### [Action item]
The answer must be a single number: how many lines of the records below contain "search".

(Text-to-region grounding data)
------------------------------------------------------------

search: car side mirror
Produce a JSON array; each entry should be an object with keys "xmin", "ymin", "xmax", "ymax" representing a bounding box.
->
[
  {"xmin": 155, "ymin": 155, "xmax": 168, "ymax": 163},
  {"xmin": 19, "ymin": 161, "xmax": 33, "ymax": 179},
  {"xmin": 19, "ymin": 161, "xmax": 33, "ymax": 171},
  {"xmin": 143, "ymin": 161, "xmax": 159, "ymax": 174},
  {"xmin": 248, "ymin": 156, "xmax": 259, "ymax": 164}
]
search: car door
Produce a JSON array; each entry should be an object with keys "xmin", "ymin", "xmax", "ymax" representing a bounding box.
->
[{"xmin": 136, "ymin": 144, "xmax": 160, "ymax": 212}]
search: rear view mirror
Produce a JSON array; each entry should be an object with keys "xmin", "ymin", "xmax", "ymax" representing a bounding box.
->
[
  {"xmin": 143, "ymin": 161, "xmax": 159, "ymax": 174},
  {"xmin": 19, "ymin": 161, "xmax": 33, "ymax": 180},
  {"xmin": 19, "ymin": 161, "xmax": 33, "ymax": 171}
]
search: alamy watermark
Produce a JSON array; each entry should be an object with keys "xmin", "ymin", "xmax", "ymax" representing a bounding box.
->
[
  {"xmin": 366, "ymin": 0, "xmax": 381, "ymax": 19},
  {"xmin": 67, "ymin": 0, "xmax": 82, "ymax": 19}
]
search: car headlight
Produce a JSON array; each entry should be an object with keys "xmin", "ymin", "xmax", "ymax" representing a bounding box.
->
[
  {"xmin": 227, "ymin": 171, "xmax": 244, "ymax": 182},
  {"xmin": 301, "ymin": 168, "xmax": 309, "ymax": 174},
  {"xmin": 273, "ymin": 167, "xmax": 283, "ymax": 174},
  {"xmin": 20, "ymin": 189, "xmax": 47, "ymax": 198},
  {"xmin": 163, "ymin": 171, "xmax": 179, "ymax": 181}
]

------------------------------------------------------------

### [Answer to this exercise]
5